#### [提取的数据]

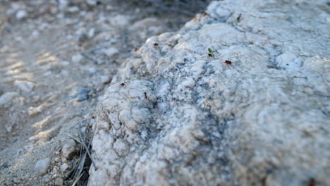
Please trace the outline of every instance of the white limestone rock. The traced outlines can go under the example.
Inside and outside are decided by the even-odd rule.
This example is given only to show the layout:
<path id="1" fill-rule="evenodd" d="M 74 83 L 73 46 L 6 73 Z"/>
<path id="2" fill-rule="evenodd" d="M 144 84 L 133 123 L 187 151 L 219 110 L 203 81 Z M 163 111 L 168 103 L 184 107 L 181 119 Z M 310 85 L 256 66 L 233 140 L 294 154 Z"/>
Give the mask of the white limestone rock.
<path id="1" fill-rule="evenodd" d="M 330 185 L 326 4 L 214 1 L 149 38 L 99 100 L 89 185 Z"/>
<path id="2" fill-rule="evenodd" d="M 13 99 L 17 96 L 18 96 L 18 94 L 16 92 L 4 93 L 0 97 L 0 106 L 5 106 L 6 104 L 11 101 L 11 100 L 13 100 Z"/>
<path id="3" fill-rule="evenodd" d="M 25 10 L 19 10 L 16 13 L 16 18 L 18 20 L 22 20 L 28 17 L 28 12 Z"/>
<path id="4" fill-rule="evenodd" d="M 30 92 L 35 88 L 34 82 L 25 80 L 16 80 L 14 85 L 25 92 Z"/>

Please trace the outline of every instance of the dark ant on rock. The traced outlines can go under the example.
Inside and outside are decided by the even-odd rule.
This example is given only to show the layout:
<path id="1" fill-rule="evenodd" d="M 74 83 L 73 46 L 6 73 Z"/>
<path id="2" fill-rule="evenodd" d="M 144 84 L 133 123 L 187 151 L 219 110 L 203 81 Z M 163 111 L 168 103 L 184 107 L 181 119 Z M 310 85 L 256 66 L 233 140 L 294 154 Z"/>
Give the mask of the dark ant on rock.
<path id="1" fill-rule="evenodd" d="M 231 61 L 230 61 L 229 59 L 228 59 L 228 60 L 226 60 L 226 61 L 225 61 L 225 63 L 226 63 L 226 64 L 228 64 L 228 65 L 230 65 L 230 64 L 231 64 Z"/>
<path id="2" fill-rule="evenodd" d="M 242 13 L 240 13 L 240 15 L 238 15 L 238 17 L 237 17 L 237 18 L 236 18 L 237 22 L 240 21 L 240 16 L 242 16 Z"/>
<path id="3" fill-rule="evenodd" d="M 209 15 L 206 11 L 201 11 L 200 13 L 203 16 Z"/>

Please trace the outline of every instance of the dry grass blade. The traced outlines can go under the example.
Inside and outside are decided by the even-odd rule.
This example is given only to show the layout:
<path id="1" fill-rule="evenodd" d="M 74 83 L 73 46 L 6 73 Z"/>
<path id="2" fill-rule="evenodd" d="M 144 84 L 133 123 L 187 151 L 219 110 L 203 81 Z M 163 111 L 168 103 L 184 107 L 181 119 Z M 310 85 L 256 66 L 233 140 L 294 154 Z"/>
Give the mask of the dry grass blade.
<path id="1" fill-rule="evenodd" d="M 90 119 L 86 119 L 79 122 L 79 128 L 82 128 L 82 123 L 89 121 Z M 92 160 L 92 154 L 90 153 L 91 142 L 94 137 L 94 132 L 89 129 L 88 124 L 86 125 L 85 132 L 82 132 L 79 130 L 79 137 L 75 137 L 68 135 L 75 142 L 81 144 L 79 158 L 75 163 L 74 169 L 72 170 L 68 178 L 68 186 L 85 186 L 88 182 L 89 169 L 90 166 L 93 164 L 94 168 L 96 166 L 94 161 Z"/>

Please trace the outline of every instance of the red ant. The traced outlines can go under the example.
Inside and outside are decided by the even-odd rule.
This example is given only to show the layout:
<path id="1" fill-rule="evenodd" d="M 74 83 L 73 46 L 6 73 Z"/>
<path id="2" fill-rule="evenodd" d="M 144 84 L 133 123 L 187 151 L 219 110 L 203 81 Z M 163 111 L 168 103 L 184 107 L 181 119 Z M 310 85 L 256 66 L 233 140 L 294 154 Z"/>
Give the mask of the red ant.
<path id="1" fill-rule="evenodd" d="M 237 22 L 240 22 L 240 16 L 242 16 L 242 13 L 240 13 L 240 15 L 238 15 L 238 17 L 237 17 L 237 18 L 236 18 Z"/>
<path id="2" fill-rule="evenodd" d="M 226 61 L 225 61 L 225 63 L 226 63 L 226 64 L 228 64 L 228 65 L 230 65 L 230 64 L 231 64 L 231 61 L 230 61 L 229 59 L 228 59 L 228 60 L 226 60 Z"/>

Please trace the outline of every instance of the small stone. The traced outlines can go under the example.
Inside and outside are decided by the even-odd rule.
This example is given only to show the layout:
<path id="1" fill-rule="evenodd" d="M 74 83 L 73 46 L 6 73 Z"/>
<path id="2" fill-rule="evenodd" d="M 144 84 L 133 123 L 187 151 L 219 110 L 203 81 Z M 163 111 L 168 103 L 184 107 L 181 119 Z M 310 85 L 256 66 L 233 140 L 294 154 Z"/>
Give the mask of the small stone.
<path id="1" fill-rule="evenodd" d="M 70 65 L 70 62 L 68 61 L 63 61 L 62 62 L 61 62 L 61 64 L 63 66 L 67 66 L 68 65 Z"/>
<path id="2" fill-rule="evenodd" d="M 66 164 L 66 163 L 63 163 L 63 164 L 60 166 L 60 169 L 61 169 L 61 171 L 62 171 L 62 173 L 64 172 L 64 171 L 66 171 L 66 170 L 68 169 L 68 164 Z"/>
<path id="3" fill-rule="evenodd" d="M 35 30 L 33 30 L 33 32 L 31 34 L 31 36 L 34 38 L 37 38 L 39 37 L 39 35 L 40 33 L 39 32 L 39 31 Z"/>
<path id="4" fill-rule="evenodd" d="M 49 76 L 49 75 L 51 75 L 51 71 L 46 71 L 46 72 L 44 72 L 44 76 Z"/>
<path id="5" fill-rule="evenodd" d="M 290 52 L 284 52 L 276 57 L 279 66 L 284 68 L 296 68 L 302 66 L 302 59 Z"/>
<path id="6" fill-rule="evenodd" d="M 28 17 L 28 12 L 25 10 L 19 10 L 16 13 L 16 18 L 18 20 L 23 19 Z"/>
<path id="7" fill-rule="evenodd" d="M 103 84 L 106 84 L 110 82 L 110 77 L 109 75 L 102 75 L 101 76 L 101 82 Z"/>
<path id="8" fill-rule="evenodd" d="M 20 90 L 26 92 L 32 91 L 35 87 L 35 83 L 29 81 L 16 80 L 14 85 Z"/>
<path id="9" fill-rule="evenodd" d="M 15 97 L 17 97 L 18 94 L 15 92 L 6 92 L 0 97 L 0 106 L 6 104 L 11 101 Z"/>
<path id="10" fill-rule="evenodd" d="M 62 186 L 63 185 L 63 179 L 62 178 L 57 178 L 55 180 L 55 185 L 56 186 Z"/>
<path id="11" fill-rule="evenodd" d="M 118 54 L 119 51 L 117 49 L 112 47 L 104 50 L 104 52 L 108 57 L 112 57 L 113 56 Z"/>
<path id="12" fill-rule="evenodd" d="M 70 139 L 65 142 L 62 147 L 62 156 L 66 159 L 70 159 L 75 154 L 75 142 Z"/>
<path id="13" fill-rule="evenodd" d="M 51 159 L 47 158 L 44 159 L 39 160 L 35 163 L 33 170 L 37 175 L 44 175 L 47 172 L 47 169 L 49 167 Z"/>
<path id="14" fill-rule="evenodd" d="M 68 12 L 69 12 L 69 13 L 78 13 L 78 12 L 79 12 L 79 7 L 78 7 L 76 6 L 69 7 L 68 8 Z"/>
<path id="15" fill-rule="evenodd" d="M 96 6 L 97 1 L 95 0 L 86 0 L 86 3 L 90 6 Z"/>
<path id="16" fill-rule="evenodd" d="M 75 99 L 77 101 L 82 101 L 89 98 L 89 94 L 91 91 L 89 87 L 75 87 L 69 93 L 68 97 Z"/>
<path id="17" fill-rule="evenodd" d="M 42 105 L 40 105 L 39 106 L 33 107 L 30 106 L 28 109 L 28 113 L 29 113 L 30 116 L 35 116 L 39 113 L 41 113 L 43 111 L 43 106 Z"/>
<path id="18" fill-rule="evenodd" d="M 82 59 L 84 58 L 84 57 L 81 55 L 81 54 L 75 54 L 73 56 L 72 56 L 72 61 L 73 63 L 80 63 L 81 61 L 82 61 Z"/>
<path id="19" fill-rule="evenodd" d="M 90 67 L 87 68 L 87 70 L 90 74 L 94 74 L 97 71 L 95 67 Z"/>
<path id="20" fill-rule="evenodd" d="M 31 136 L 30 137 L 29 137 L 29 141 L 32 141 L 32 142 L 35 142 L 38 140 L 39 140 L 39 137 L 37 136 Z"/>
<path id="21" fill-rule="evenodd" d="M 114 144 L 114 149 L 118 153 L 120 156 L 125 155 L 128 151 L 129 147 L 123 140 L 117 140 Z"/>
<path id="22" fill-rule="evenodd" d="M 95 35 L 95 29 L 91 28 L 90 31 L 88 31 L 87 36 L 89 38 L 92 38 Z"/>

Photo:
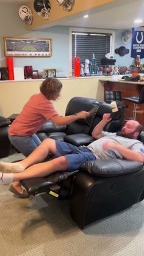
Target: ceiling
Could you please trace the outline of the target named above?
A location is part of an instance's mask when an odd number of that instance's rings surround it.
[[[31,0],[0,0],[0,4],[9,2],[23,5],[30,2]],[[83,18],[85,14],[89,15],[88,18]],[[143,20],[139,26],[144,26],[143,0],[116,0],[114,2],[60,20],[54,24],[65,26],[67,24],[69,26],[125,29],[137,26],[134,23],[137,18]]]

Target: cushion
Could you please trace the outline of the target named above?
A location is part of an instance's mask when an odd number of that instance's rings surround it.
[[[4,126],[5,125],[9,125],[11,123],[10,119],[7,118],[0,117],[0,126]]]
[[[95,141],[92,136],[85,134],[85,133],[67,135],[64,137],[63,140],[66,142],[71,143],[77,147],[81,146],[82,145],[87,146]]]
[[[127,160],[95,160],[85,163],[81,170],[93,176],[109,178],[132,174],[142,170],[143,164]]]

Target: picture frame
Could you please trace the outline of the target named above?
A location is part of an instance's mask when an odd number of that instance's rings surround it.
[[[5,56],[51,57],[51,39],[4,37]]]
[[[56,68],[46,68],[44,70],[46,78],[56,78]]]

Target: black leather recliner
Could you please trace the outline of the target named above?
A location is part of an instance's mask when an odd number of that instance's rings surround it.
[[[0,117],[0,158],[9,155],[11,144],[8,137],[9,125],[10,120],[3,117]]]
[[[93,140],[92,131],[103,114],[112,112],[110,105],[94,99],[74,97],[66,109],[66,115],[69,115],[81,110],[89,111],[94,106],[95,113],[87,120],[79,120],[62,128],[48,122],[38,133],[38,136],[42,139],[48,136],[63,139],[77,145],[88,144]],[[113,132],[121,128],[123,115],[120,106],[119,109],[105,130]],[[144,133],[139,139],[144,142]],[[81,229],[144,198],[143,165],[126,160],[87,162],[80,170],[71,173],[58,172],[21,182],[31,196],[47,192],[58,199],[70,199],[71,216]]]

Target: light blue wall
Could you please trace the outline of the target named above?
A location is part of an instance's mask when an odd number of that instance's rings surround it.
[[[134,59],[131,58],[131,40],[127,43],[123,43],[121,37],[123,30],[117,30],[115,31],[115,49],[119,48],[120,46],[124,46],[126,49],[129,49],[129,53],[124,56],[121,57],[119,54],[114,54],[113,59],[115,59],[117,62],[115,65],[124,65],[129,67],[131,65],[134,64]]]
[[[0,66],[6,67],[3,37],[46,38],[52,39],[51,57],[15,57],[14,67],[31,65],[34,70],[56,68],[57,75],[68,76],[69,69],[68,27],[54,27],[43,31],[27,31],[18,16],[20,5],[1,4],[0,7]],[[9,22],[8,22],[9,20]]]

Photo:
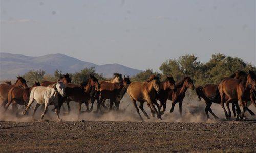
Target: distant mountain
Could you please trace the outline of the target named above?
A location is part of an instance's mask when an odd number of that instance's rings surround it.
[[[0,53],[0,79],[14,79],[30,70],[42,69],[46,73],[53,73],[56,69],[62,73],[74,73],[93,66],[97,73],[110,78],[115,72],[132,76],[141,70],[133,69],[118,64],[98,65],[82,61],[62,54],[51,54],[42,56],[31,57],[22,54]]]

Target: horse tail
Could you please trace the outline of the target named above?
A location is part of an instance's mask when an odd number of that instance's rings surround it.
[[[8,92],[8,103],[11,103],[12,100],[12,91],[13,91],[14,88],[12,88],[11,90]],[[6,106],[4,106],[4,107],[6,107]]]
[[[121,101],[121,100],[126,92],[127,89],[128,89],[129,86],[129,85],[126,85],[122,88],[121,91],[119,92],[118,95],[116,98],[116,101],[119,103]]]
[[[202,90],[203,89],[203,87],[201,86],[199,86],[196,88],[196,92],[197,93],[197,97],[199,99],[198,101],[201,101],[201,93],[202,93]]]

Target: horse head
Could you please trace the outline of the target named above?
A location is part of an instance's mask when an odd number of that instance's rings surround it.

#### [题目]
请把上面数据中的若干行整理成编号列表，起于含有“Please trace the outline of every instance of the dark”的那一行，止于含有“226 60 L 226”的那一行，首尾两行都算在内，空行略去。

#### [完整输出]
1. Please trace the outline of every instance of the dark ant on rock. The traced outlines can go under the example.
2. Inside and outside are decided by the even-odd rule.
3. This example is given only to show the layout:
4. <path id="1" fill-rule="evenodd" d="M 74 83 L 73 46 L 6 73 Z"/>
5. <path id="2" fill-rule="evenodd" d="M 144 84 L 133 123 L 187 151 L 219 110 L 203 81 Z M 163 111 L 168 103 L 184 107 L 181 119 Z M 310 85 L 256 66 L 233 140 L 294 154 Z"/>
6. Give the mask of the dark ant on rock.
7. <path id="1" fill-rule="evenodd" d="M 231 61 L 230 61 L 229 59 L 228 59 L 228 60 L 226 60 L 226 61 L 225 61 L 225 63 L 226 63 L 226 64 L 228 64 L 228 65 L 230 65 L 230 64 L 231 64 Z"/>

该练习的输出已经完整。